Point labeling dataset excerpts
════

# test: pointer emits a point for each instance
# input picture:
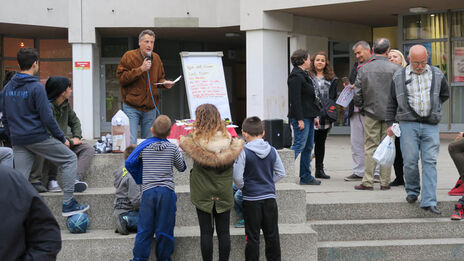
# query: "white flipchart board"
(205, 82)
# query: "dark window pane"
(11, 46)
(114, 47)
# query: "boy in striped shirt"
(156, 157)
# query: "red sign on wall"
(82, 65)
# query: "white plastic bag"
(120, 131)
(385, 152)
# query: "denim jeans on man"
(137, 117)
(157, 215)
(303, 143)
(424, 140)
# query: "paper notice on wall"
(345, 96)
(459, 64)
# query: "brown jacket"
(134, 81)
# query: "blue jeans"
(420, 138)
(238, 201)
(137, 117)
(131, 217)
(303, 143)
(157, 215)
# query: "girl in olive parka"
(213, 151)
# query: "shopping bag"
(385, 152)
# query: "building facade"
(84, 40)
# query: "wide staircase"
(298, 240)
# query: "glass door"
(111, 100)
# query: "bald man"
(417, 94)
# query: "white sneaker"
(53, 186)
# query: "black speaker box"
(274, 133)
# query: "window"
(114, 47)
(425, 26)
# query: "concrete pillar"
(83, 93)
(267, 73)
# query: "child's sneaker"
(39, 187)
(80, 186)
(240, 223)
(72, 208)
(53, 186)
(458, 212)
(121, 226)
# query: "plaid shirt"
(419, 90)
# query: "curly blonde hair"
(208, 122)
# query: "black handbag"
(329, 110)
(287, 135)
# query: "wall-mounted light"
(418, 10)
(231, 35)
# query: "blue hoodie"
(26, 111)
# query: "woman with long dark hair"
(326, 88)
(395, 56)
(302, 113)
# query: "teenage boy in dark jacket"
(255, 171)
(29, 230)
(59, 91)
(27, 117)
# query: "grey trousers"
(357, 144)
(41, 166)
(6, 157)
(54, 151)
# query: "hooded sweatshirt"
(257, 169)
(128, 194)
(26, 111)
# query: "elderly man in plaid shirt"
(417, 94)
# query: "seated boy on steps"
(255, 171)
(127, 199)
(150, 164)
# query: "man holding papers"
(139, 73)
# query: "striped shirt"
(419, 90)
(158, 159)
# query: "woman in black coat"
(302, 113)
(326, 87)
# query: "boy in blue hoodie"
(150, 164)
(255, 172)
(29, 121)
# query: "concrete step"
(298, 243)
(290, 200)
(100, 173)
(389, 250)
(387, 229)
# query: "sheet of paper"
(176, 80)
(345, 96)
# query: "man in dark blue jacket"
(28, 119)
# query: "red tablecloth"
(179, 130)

════

• Task details:
Take the data above and repeat it exactly, leaving each picture out.

• Reply:
# test: pointer emits a point for each instance
# input picture:
# query: "white flipchart board"
(205, 82)
# query: "dark window pane"
(11, 46)
(114, 47)
# query: "boy in striped shirt"
(156, 157)
# query: "red sign on wall"
(82, 65)
# query: "white plastic bag"
(120, 131)
(385, 152)
# query: "denim jeans on man"
(137, 117)
(157, 215)
(303, 143)
(424, 140)
# query: "paper notice on wall"
(345, 96)
(459, 64)
# query: "brown jacket"
(134, 81)
# query: "blue jeans"
(420, 138)
(238, 201)
(137, 117)
(131, 217)
(303, 143)
(157, 215)
# query: "girl in olive parka"
(213, 151)
# query: "shopping bag"
(385, 152)
# query: "building facade"
(84, 40)
# query: "wide staircase"
(298, 240)
# query: "glass door"
(111, 100)
# query: "bald man"
(417, 94)
# query: "white sneaker"
(53, 186)
# query: "black speaker box"
(274, 133)
# query: "window"
(114, 47)
(425, 26)
# query: "concrete pillar"
(83, 93)
(267, 73)
# query: "child's sneaker"
(39, 187)
(80, 186)
(240, 223)
(72, 208)
(53, 186)
(458, 212)
(121, 226)
# query: "plaid shirt"
(419, 90)
# query: "curly blonde hair"
(208, 122)
# query: "black handbag"
(329, 110)
(287, 135)
# query: "wall-mounted light"
(418, 10)
(231, 35)
# query: "blue hoodie"
(26, 111)
# query: "woman with long dark hair"
(326, 88)
(395, 56)
(302, 113)
# query: "teenage boy in dark jacket"
(255, 171)
(29, 230)
(59, 91)
(27, 117)
# query: "grey trousers"
(357, 144)
(41, 166)
(6, 157)
(54, 151)
# query: "hooded sweatshirt"
(257, 169)
(128, 194)
(26, 111)
# query: "elderly man in plaid shirt"
(417, 94)
# query: "seated boy on steps"
(255, 171)
(127, 199)
(150, 164)
# query: "man holding papers"
(139, 73)
# query: "striped shirt"
(419, 90)
(158, 159)
# query: "woman in black coat"
(302, 113)
(326, 87)
# query: "boy in blue hoodie"
(150, 164)
(255, 172)
(29, 121)
# query: "concrete step"
(298, 243)
(290, 200)
(100, 173)
(389, 250)
(387, 229)
# query: "sheet of paper"
(176, 80)
(345, 96)
# query: "man in dark blue jacket"
(28, 119)
# query: "red tablecloth"
(179, 130)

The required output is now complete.